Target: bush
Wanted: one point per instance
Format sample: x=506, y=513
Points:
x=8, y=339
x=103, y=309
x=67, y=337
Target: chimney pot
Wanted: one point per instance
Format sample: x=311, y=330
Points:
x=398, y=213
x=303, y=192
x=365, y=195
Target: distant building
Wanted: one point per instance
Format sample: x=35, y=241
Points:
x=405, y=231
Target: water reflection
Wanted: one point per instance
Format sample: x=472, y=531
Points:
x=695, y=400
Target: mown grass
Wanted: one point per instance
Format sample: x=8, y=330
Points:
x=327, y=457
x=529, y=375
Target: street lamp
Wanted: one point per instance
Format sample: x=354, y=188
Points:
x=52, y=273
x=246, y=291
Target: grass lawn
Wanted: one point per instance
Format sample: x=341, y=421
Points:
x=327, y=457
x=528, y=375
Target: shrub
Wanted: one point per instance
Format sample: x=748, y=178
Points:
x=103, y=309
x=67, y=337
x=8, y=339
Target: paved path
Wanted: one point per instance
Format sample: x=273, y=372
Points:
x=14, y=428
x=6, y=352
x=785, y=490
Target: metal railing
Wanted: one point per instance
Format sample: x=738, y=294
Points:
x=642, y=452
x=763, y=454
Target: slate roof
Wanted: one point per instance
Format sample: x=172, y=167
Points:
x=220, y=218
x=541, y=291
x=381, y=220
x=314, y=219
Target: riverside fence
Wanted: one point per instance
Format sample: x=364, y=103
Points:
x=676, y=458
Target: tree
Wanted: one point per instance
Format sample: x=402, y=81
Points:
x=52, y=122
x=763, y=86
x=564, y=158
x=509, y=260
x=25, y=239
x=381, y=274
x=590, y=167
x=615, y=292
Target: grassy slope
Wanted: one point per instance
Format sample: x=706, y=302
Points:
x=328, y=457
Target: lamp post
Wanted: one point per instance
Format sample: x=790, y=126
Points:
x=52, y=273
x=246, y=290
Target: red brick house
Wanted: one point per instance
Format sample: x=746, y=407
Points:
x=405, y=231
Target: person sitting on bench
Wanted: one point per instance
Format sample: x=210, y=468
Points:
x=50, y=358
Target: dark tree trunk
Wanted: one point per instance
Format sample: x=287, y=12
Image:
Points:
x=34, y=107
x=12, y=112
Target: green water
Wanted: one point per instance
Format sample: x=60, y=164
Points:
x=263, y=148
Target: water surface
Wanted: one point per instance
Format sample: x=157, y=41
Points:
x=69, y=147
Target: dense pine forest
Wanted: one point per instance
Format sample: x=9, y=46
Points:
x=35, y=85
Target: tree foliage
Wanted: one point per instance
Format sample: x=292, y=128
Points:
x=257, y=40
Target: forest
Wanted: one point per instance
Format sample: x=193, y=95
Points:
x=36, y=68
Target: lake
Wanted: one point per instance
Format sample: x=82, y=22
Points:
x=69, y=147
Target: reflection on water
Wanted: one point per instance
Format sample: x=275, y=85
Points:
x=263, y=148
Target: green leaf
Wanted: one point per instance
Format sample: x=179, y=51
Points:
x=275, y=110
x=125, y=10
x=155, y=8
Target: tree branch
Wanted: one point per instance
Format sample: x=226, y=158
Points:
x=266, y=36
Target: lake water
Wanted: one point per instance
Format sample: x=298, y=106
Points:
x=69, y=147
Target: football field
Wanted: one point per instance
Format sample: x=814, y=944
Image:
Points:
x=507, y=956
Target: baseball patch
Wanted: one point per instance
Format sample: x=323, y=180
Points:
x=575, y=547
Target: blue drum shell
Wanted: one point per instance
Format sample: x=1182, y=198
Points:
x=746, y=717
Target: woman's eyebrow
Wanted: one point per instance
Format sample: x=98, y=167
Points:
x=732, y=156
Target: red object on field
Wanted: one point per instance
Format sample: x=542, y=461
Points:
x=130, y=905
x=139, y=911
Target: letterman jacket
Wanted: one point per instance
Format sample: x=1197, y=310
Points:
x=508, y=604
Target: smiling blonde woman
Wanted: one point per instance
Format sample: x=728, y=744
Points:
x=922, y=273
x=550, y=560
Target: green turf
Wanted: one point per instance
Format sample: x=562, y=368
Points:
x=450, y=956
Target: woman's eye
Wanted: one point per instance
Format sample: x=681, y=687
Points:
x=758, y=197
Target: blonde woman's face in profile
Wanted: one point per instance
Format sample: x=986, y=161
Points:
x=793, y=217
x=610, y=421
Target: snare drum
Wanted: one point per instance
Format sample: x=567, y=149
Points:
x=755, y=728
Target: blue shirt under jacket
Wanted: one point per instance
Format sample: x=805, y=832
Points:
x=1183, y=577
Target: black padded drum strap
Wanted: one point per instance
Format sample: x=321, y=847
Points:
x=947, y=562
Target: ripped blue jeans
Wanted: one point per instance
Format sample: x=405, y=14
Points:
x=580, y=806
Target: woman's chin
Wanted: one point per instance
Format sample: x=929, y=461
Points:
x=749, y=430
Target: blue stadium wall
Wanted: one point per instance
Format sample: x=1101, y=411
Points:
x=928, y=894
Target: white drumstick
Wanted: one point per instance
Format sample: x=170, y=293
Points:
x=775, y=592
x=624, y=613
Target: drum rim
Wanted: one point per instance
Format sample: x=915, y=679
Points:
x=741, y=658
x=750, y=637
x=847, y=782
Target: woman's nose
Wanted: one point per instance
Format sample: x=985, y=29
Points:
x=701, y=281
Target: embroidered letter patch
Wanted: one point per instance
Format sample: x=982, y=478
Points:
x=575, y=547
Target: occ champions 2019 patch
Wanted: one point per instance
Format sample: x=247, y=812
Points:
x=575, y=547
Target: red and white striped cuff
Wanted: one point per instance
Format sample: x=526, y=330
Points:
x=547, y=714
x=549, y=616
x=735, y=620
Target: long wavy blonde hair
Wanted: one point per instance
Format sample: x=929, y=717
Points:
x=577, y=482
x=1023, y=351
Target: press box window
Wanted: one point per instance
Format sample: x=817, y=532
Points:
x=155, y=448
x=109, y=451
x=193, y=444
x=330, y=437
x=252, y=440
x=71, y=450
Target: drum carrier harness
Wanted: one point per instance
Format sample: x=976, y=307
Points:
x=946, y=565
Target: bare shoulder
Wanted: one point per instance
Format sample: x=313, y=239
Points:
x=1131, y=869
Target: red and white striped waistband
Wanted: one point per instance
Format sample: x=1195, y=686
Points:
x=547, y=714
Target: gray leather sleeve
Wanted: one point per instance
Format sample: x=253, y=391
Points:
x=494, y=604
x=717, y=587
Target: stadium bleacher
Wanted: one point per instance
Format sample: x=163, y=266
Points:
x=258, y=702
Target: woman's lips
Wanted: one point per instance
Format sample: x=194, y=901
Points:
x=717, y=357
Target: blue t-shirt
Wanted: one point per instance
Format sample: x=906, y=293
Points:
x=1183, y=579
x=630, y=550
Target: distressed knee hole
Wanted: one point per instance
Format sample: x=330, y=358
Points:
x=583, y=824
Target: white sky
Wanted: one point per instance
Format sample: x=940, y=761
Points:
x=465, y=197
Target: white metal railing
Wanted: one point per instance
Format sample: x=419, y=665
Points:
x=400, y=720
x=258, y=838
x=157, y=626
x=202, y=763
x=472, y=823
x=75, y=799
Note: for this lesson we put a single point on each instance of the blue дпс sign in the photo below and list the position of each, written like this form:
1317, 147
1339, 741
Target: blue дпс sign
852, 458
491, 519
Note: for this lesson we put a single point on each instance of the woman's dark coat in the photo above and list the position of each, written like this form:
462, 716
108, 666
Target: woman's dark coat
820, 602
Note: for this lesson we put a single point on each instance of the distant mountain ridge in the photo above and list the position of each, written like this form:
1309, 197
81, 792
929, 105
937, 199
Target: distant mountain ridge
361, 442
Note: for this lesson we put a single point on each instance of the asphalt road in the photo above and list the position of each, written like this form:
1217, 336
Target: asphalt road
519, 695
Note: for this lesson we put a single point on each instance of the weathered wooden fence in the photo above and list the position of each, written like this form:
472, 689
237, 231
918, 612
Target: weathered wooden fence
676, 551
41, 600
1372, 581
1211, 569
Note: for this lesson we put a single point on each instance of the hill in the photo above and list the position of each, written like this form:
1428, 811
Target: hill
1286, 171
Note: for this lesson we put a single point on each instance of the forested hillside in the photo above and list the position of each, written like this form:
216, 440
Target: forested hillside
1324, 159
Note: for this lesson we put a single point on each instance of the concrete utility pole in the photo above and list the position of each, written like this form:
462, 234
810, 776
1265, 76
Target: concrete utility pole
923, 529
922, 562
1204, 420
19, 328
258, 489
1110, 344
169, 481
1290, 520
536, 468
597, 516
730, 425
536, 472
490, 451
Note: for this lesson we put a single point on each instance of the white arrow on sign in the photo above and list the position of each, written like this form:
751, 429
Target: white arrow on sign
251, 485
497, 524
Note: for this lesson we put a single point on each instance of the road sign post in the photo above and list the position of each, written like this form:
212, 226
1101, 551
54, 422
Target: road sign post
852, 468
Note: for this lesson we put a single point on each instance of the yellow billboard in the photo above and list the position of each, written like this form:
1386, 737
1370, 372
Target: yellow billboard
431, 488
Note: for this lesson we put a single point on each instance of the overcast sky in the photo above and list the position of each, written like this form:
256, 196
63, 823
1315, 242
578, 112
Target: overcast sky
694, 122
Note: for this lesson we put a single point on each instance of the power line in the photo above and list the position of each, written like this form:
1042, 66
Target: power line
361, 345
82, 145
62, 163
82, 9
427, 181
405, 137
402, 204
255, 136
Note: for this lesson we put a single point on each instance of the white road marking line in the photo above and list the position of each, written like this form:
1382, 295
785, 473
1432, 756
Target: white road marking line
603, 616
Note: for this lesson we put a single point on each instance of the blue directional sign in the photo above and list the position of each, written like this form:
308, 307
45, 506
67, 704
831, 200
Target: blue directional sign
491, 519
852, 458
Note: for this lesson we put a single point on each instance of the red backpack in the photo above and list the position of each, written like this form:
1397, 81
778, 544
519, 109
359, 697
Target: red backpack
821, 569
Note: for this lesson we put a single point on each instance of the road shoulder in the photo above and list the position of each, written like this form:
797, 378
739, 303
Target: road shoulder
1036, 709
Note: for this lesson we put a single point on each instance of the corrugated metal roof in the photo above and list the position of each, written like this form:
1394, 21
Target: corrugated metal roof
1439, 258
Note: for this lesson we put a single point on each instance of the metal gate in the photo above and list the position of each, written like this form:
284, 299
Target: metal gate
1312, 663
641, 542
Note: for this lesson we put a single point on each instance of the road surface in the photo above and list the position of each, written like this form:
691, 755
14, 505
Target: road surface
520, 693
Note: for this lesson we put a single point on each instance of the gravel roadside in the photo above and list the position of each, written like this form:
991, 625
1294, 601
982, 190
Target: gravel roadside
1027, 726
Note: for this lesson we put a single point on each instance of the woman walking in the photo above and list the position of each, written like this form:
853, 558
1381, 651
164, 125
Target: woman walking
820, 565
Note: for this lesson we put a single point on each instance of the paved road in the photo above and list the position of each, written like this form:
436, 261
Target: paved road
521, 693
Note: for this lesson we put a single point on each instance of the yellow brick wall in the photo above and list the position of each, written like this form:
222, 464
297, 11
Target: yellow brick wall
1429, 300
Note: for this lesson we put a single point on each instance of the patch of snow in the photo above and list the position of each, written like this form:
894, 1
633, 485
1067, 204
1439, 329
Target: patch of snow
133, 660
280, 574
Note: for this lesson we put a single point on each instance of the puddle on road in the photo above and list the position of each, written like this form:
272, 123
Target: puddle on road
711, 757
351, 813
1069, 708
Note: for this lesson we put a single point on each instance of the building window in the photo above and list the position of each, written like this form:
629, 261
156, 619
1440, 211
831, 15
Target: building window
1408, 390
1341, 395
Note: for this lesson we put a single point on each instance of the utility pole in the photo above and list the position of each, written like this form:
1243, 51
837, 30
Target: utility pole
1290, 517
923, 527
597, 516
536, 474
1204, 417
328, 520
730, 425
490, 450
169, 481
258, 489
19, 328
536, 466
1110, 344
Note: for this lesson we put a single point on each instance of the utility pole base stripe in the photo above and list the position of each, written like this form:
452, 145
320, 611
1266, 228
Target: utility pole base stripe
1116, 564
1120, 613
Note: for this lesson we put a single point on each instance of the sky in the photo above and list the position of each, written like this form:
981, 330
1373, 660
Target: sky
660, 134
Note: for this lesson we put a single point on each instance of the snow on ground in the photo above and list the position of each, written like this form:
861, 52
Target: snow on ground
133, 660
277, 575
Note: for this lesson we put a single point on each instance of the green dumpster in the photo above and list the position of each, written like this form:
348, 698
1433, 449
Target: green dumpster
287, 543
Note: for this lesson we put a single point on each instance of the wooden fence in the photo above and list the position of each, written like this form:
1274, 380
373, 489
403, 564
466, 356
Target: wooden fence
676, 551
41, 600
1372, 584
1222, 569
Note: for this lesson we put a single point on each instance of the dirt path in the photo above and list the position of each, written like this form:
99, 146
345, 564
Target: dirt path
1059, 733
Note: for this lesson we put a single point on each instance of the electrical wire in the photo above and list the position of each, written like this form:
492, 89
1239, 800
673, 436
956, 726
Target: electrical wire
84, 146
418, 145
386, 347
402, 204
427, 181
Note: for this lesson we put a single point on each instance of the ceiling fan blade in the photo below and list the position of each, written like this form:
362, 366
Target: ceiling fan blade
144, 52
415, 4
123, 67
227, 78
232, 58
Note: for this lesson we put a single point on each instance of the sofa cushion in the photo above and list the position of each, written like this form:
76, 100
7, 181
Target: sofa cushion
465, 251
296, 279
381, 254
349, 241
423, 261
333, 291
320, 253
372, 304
.....
Among the records above, repeat exactly the line with "Target: woman's nose", the line with "Format sample: x=526, y=330", and every line in between, and only those.

Target: woman's nose
Wanted: one point per instance
Format sample: x=985, y=29
Points:
x=701, y=281
Target: embroidered letter patch
Wanted: one point per instance
Format sample: x=982, y=478
Points:
x=575, y=547
Target: occ champions 2019 patch
Wanted: one point per instance
Format sample: x=247, y=812
Points:
x=575, y=547
Target: red and white striped cuff
Wanted: one point per instance
Format sample: x=526, y=330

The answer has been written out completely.